■ Page ■
════

Counterfactual data from control sites — or at minimum a coherent conceptual model of the presumed fate of control sites (see the final option of Table 19.1) — are required to interpret responses measured at intervention sites and appropriately evaluate the success or otherwise of a given agri-environmental investment scheme. As Figure 19.2d–f illustrates, an additional contrast against reference sites (the desired state) can provide valuable additional insight into the relative performance of interventions against non-intervention (Downes et al. 2002; Coffman et al. 2014).
There are different types of controls and contrasts
In the context of agri-environment schemes, distinct options for control sites exist that permit subtle differences in the inference possible (Table 19.1). It is important to think about what these options mean, and the limits to their interpretation. Here we present a range of different control options available for comparison, and assess each against its likely relative value with regards (1) strength of inference for a given sample size, (2) transferability of the inference beyond the specific program, (3) contribution to a causal understanding, and (4) capacity to accommodate multiple response variables.
The most efficient learning scenario is to construct a management experiment where there is potential to select sites based on a management question, and then randomly allocate sites to treatment and non-treatment classes. This scenario, for a given sample size, offers the strongest chance to learn about what works, where, and why. However, it can be hard (and often impossible) to get support and sufficient sample sizes for experimentation on large scales, particularly involving public money on private land. In the past, many Australian states and the CSIRO had access to publicly owned production land where demonstration farming and experimentation took place for agricultural productivity. Such holdings may offer a cheaper and more secure opportunity for the Australian Government to learn about the effectiveness of interventions in comparison to building management experiments into the implementation of agri-environment schemes.
Table 19.1: Attributes and constraints of distinct counterfactual and contrast scenarios, spanning tailored management experiments where the strongest inference might be anticipated through to model-based calculation of impact, for which the major constraint is the paucity of available evidence from the types of sampling listed higher in the table.
Source: Authors’ research.
A more likely route to ensure adequate sample sizes is to build quantitative evaluation into major investment programs. In this instance, the researcher has to reactively match control sites to sites selected by the funding agency. Lindenmayer et al. (2012), for example, have established a major evaluation of the impact of 10–15-year grazing management agreements in the Box Gum Grassy Woodlands on native flora and fauna, comparing treatment sites with control sites located on the property of winning bidders in the auction program. This approach takes advantage of the convenience of an established relationship with the participating landholder, and should reduce sources of random variation, such as spatial variation in environmental factors, and farm level management factors (both historical and contemporary). These benefits permit a relatively robust comparison of the difference in change between treatments and sites under pre-existing management, although some limitations exist (see below).
Duncan and Vesk (2013) suggested that unsuccessful bidders for agri-investment payments could be a potential source of control sites for successful bids. These sites have the advantage of being assessed as part of the bidding process, so landholders have been engaged and some data may be available to guide their inclusion. However, greater random difference due to spatial effects and past management might be expected, so the comparison would be expected to be noisier, and the inference weaker, for a given sample size compared to a matched control on a winning bid. In both of the preceding cases, it would be hard to match the starting condition of funded sites with control sites, as the selection process is designed to favour the best-quality sites available for intervention.

════

Can you carry on the text on control sites for agri-environment schemes, starting after its last sentence? The lines that follow have no connection to the text on control sites for agri-environment schemes.

■ Data listing ■
════

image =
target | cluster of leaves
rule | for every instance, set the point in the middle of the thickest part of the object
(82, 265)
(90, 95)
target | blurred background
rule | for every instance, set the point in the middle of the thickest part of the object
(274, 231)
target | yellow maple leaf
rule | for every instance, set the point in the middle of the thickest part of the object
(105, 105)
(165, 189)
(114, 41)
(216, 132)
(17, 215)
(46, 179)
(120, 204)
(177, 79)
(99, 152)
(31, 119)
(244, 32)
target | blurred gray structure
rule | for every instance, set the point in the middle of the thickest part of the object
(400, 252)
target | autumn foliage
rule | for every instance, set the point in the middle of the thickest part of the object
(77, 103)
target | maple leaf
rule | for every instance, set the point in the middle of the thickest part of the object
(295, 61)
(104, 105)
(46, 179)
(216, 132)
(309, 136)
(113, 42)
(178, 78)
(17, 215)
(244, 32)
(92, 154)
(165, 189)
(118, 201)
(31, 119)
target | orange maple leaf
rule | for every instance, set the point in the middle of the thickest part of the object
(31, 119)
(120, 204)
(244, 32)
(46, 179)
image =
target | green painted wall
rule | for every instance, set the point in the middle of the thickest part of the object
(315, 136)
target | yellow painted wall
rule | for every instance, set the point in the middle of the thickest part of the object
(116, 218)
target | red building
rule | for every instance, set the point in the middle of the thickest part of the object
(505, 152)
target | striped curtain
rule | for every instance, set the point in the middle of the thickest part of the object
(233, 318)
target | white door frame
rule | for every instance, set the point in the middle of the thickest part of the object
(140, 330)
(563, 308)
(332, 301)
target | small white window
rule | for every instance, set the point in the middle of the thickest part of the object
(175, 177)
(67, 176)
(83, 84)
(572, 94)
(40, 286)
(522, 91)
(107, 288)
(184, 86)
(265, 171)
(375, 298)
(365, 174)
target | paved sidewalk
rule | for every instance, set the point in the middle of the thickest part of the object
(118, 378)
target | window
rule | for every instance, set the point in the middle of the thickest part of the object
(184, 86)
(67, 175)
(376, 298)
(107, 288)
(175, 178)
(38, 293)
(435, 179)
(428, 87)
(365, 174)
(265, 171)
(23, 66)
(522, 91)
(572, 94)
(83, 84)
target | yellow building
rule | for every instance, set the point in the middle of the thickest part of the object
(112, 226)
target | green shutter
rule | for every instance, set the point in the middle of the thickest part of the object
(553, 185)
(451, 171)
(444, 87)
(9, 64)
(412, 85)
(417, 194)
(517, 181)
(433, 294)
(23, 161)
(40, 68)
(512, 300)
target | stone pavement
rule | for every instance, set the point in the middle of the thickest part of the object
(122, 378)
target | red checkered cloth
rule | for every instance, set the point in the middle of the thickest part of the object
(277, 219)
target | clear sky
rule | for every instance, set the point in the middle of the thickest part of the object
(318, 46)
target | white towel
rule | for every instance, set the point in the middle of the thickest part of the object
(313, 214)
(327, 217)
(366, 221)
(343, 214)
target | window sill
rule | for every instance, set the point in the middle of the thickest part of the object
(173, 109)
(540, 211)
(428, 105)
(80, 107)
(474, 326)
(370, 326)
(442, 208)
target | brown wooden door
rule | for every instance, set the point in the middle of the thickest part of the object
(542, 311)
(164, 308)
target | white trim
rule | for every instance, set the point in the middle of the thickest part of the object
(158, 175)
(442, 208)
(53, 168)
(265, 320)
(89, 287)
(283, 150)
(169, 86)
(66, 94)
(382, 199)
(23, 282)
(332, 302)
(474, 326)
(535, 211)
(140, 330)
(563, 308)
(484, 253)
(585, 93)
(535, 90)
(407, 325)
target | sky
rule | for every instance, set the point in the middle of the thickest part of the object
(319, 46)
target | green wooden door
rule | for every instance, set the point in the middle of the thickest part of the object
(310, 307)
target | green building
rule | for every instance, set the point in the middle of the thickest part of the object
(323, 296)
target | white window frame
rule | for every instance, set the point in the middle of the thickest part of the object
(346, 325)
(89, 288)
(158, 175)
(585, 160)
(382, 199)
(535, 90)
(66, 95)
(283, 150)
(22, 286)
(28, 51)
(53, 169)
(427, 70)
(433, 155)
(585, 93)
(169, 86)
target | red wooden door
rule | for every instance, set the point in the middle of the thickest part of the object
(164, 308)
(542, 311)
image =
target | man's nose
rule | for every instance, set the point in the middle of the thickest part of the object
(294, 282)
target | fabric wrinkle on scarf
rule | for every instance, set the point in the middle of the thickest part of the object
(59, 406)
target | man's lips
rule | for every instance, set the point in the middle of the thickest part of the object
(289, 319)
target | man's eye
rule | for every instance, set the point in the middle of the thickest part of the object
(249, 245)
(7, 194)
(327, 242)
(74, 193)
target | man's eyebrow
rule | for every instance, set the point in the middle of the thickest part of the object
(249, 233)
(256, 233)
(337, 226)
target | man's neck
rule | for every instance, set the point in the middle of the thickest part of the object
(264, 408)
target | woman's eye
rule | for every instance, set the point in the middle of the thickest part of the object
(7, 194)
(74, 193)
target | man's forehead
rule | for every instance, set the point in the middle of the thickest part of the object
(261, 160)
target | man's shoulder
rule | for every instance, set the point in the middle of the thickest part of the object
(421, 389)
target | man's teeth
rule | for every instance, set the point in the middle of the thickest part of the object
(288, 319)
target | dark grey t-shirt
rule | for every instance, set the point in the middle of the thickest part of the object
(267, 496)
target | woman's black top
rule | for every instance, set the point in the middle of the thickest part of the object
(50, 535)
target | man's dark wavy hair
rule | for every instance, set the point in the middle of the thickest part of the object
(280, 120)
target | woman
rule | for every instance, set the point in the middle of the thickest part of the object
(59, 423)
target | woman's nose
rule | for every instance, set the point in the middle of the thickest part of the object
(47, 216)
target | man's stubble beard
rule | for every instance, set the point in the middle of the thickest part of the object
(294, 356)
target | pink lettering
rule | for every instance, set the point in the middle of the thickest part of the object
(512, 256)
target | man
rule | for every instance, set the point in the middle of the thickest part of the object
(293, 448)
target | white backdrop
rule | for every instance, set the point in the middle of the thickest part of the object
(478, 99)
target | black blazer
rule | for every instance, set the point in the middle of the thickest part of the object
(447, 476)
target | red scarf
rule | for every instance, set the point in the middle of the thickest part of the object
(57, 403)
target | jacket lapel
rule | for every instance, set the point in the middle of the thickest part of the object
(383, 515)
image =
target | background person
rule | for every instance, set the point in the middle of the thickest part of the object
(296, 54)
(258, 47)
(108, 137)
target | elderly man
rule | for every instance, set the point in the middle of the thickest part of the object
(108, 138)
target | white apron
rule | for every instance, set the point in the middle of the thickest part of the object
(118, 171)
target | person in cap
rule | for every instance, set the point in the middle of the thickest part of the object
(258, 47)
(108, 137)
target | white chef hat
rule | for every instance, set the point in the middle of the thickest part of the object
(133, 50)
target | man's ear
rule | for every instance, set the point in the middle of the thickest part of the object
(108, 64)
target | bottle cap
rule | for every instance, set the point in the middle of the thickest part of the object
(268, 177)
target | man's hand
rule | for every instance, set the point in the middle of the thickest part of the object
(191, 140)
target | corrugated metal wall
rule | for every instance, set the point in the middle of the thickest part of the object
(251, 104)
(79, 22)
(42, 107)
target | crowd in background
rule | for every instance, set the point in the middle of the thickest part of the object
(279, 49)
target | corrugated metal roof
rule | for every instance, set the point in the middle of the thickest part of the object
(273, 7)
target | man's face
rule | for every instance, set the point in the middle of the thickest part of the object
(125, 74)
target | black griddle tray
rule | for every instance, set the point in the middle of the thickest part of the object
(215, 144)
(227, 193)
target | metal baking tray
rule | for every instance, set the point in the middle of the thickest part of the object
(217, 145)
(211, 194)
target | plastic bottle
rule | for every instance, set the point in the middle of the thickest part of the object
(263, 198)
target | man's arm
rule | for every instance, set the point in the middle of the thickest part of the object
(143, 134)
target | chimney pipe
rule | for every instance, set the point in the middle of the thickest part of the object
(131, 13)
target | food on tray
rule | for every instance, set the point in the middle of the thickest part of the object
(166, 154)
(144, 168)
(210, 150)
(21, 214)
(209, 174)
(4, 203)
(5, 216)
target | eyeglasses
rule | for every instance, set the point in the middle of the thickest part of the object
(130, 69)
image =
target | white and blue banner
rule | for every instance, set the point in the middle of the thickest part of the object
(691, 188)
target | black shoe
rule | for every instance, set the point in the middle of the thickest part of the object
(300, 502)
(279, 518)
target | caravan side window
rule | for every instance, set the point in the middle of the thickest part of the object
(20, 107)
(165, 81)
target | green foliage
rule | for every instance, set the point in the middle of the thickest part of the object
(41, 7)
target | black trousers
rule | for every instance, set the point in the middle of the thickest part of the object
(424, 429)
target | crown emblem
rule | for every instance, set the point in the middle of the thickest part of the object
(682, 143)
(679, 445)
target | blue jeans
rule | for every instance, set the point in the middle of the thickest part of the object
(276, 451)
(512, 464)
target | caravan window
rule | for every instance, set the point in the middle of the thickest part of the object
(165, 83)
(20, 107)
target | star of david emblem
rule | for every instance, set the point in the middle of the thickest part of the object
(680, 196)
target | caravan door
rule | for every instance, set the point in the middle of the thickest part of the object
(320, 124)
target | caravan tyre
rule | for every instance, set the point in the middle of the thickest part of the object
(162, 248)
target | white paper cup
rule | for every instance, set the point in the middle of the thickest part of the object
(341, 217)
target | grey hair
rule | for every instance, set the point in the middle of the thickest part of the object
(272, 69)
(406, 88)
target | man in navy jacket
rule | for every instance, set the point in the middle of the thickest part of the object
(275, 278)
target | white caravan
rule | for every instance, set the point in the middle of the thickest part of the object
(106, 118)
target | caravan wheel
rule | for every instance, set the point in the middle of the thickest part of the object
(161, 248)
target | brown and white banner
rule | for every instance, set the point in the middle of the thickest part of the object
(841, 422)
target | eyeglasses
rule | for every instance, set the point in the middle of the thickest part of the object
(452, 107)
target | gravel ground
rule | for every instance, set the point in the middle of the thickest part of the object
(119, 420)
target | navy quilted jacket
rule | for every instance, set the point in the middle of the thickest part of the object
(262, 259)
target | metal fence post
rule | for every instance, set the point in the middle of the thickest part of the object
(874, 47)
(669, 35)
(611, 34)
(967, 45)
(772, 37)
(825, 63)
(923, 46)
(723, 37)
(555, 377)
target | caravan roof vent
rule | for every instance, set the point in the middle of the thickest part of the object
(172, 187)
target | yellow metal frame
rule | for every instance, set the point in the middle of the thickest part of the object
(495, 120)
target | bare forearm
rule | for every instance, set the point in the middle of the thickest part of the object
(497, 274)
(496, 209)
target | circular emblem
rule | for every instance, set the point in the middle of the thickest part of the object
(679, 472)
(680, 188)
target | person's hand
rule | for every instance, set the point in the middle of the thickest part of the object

════

■ Exercise result ■
The potential downside of locating control sites on the property of a paid participant is that the existence of the treatment, and the accompanying negotiation, may bias a participant’s approach to management. After all, permanent behavioural and attitudinal change is one objective of government investment in agri-investment schemes, rather than merely switching on favourable management for the duration of a contract. Lindenmayer et al. (2012) expressed confidence the management of control sites was unaffected by the management of the paired treatment, but elsewhere involvement in auctions has been shown to influence the way landholders manage non-intervention areas (Windle et al. 2009).
These comparisons do not enable change in treatment sites to be compared against the way the average site is managed, but rather against the way a landholder positively disposed to conservation programs might manage their land. The estimates of background change we obtain from controls in agri-environment schemes are therefore unlikely to represent the average trend from the broader landscape, which may constitute a more desirable impact statement for program managers. We might ideally like to randomly sample appropriate controls for funded treatment units from the broader landscape, however, in practice problems of selection bias remain in those that choose to allow their properties to be visited and sites sampled. An estimate of variation associated with a randomly selected group of control sites would also require a larger sample size.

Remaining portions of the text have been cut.